START Dataset
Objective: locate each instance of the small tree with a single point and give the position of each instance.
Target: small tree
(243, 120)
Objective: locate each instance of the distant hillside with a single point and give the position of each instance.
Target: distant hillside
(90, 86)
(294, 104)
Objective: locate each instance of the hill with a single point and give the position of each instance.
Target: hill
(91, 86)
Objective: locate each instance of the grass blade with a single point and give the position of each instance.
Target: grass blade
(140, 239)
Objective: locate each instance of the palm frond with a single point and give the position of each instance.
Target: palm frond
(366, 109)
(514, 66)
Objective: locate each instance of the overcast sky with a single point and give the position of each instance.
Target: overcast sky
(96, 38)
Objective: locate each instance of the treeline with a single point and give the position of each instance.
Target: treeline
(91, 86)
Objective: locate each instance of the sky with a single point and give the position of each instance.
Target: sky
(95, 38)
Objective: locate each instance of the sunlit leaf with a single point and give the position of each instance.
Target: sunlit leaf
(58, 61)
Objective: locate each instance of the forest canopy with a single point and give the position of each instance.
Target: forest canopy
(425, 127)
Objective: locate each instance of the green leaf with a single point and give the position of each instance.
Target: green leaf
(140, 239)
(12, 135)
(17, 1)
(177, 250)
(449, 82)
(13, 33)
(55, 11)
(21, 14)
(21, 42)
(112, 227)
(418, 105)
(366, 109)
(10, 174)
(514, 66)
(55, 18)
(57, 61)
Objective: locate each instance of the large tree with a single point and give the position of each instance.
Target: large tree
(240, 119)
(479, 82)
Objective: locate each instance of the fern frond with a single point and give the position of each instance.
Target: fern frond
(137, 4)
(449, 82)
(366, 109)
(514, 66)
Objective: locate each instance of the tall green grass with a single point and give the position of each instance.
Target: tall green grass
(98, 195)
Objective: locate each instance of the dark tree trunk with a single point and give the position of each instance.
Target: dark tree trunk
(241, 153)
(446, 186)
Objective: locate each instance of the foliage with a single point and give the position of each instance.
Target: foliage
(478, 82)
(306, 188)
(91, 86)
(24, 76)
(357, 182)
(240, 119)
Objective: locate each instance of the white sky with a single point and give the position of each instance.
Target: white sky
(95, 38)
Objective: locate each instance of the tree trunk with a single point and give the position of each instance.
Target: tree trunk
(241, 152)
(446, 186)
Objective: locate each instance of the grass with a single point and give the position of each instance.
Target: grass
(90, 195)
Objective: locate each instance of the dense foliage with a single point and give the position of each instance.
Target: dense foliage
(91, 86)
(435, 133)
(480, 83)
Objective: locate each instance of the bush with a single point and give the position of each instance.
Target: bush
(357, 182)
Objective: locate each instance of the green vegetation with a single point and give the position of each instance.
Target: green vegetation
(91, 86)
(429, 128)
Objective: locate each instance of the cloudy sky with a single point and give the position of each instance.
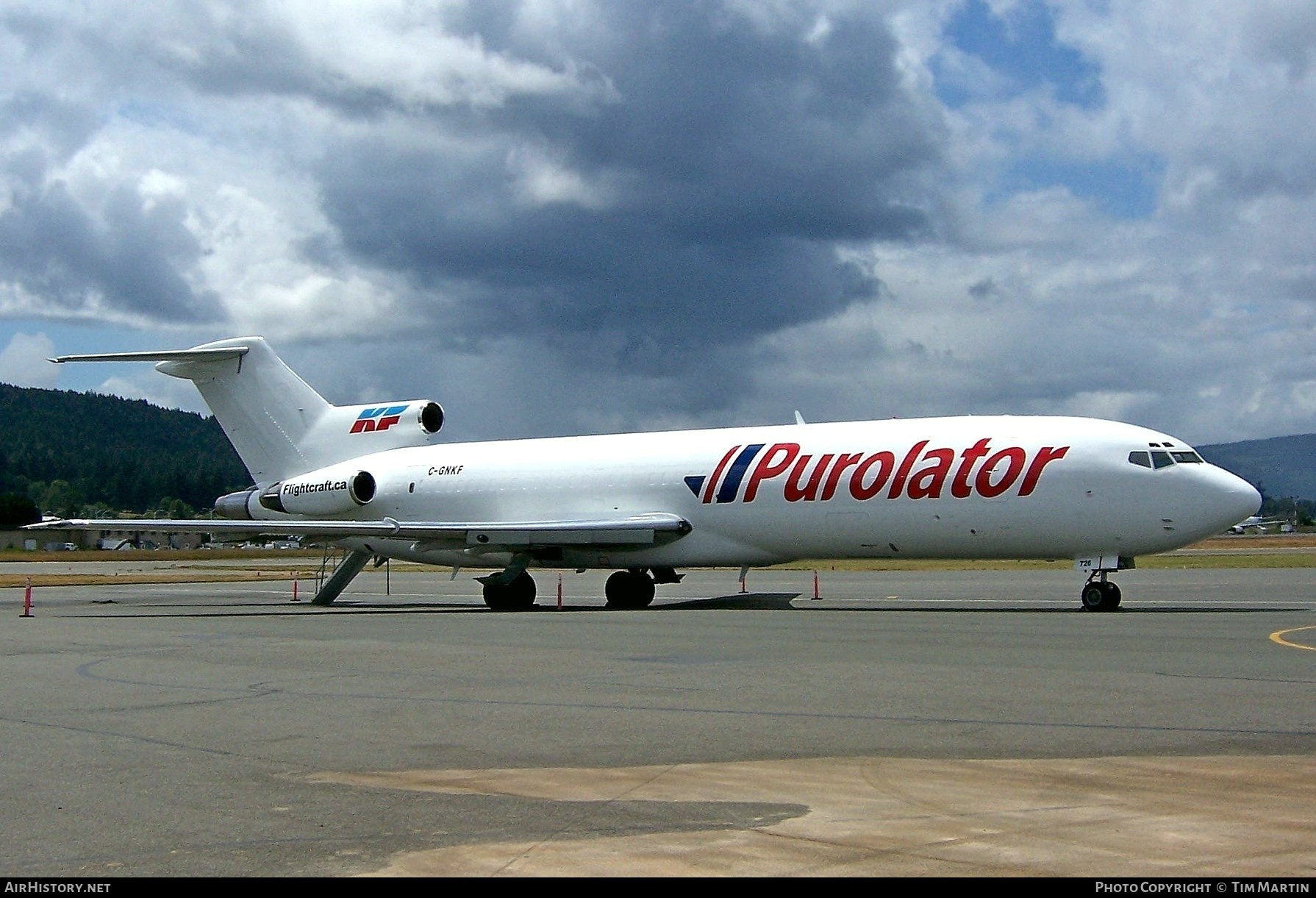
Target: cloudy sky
(566, 216)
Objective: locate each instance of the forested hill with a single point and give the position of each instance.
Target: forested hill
(71, 452)
(1279, 466)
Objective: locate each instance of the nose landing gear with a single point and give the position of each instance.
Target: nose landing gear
(1099, 593)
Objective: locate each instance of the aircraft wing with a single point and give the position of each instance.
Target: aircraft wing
(637, 530)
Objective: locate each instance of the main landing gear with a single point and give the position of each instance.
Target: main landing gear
(516, 594)
(513, 589)
(629, 589)
(1099, 593)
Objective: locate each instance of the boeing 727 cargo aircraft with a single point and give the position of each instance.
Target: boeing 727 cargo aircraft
(376, 481)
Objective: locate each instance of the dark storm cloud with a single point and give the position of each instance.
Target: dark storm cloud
(733, 160)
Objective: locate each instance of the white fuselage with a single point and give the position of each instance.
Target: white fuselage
(946, 488)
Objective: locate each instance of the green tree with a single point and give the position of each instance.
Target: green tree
(18, 510)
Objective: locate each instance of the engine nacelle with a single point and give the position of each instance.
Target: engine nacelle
(413, 416)
(326, 491)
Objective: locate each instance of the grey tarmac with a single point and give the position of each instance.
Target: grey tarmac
(906, 723)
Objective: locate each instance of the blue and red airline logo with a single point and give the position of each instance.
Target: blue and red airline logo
(378, 419)
(918, 473)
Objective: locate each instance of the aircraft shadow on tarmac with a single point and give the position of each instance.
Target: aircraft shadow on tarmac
(731, 602)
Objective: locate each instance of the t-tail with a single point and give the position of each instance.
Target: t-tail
(278, 424)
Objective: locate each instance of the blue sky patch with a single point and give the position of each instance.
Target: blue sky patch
(1023, 51)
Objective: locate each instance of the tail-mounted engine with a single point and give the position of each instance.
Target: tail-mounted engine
(419, 418)
(328, 491)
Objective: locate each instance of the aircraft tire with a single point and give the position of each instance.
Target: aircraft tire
(629, 589)
(1101, 596)
(1094, 596)
(516, 596)
(1112, 596)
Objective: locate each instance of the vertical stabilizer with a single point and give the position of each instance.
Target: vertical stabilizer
(263, 407)
(278, 424)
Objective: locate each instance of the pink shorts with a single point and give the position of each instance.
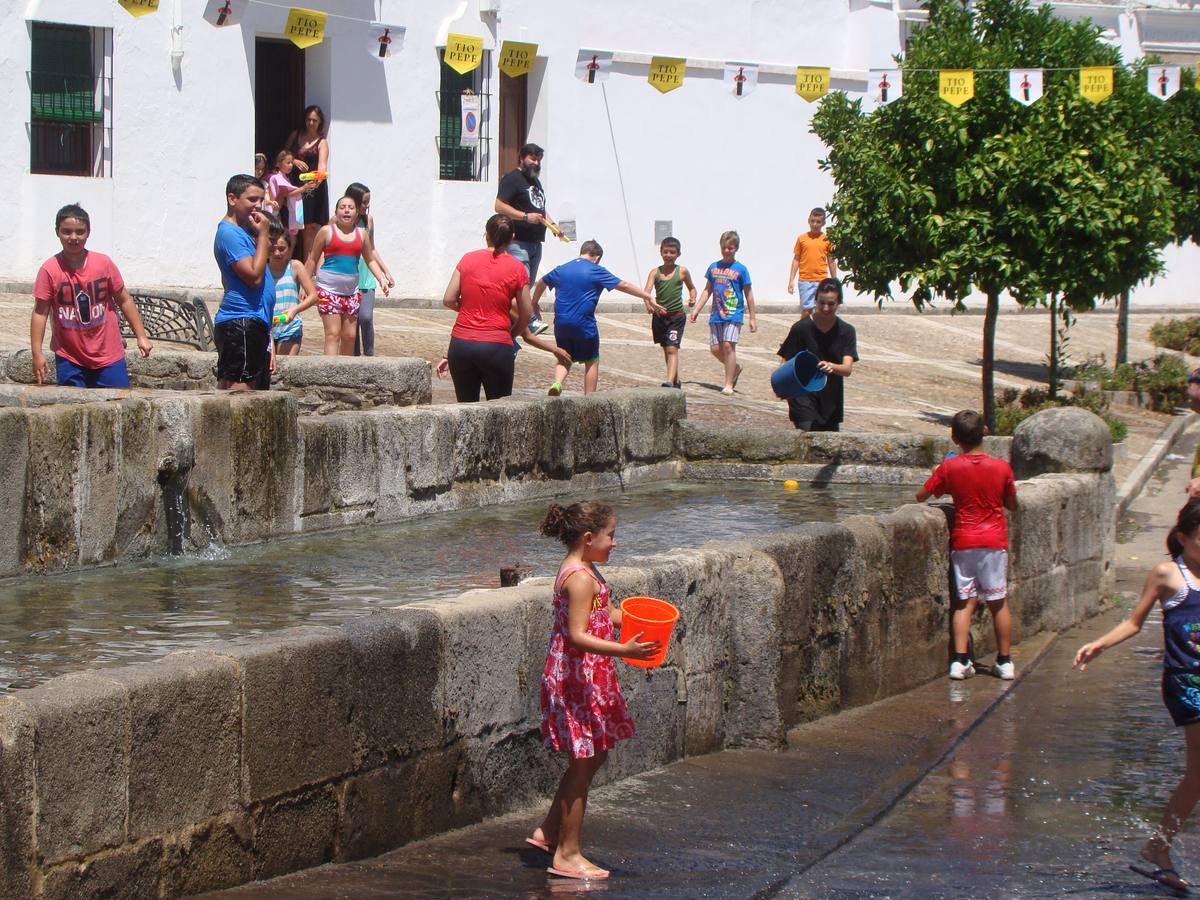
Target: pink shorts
(337, 304)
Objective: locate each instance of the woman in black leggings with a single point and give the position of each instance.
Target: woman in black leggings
(481, 291)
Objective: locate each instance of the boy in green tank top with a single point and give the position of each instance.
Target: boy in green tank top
(667, 282)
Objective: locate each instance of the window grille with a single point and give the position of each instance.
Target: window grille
(71, 101)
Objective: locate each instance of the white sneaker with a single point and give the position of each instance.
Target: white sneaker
(959, 671)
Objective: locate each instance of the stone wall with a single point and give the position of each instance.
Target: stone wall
(246, 760)
(321, 384)
(129, 474)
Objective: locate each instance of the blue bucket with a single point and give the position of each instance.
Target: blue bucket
(798, 376)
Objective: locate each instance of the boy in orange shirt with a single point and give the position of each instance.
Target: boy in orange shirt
(813, 261)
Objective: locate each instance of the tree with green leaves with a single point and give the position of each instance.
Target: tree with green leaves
(1060, 198)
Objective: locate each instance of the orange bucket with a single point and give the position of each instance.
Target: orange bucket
(654, 619)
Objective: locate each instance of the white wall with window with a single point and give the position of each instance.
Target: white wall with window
(173, 108)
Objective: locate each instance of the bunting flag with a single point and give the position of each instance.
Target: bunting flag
(1163, 81)
(138, 9)
(666, 73)
(225, 12)
(516, 58)
(1096, 83)
(955, 85)
(811, 83)
(305, 28)
(463, 53)
(593, 66)
(741, 78)
(471, 117)
(1025, 85)
(384, 41)
(886, 85)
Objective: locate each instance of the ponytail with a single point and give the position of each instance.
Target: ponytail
(499, 233)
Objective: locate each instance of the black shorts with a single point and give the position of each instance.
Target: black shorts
(244, 352)
(667, 330)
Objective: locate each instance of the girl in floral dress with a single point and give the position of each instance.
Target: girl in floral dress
(582, 711)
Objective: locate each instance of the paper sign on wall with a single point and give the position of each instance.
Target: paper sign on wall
(1163, 81)
(593, 65)
(1096, 83)
(811, 83)
(955, 85)
(305, 28)
(886, 85)
(471, 118)
(516, 58)
(741, 78)
(384, 41)
(1025, 85)
(463, 53)
(666, 73)
(139, 7)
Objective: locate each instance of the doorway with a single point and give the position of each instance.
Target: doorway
(514, 120)
(279, 94)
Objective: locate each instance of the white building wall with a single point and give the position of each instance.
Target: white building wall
(695, 156)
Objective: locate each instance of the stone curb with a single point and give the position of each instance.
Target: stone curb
(1137, 479)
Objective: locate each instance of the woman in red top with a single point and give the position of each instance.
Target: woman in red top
(481, 291)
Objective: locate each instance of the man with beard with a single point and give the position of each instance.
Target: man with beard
(521, 198)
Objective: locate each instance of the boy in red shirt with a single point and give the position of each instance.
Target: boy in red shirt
(82, 288)
(982, 487)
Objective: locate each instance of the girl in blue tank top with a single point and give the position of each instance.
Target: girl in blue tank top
(1175, 586)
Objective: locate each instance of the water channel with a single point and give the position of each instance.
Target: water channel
(55, 624)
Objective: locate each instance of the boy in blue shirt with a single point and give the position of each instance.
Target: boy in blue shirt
(729, 283)
(577, 286)
(243, 324)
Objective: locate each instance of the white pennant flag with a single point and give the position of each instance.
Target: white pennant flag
(886, 85)
(384, 41)
(1025, 85)
(741, 78)
(593, 66)
(471, 111)
(1163, 81)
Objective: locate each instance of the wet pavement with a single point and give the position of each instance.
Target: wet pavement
(978, 789)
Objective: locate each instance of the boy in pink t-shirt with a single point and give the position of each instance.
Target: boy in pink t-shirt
(983, 487)
(82, 288)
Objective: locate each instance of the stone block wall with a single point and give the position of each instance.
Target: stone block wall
(321, 384)
(247, 760)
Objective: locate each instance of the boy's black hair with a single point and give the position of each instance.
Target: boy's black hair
(966, 429)
(238, 185)
(829, 286)
(72, 210)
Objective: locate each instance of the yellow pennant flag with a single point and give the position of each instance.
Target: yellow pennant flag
(666, 73)
(305, 28)
(811, 83)
(463, 53)
(516, 58)
(139, 7)
(1096, 83)
(955, 85)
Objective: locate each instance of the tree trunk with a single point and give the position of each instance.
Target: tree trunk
(1122, 328)
(989, 360)
(1054, 346)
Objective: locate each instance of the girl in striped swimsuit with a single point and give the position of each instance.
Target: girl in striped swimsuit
(342, 243)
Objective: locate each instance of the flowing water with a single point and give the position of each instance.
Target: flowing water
(64, 623)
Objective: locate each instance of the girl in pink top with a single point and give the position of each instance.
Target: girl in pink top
(582, 711)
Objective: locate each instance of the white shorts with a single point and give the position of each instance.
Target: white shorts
(724, 331)
(981, 573)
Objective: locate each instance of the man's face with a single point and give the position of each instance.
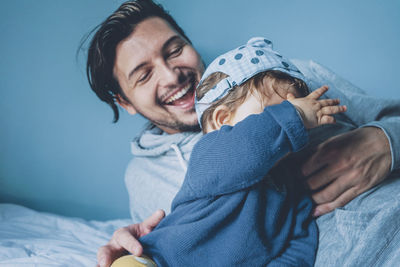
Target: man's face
(158, 71)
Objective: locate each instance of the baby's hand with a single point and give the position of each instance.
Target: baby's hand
(316, 112)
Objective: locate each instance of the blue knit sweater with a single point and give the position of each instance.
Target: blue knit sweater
(229, 211)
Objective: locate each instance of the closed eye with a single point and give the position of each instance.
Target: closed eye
(175, 52)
END Dataset
__Assignment__
The range runs from the line above containing "Objective: locate each instance of the bunting" to the line containing "Objective: locate each instance of the ponytail", inclusive. Restate those lines word for word and no others.

__Expected answer__
Objective: locate each instance of the bunting flag with a single point and give the position of each instance.
Target: bunting flag
(1163, 81)
(138, 9)
(666, 73)
(225, 12)
(516, 58)
(1096, 83)
(955, 85)
(811, 83)
(305, 28)
(463, 53)
(593, 66)
(741, 78)
(471, 117)
(1025, 85)
(384, 41)
(886, 85)
Objective: locate each instance of the ponytail with a single point and give the position of each instance.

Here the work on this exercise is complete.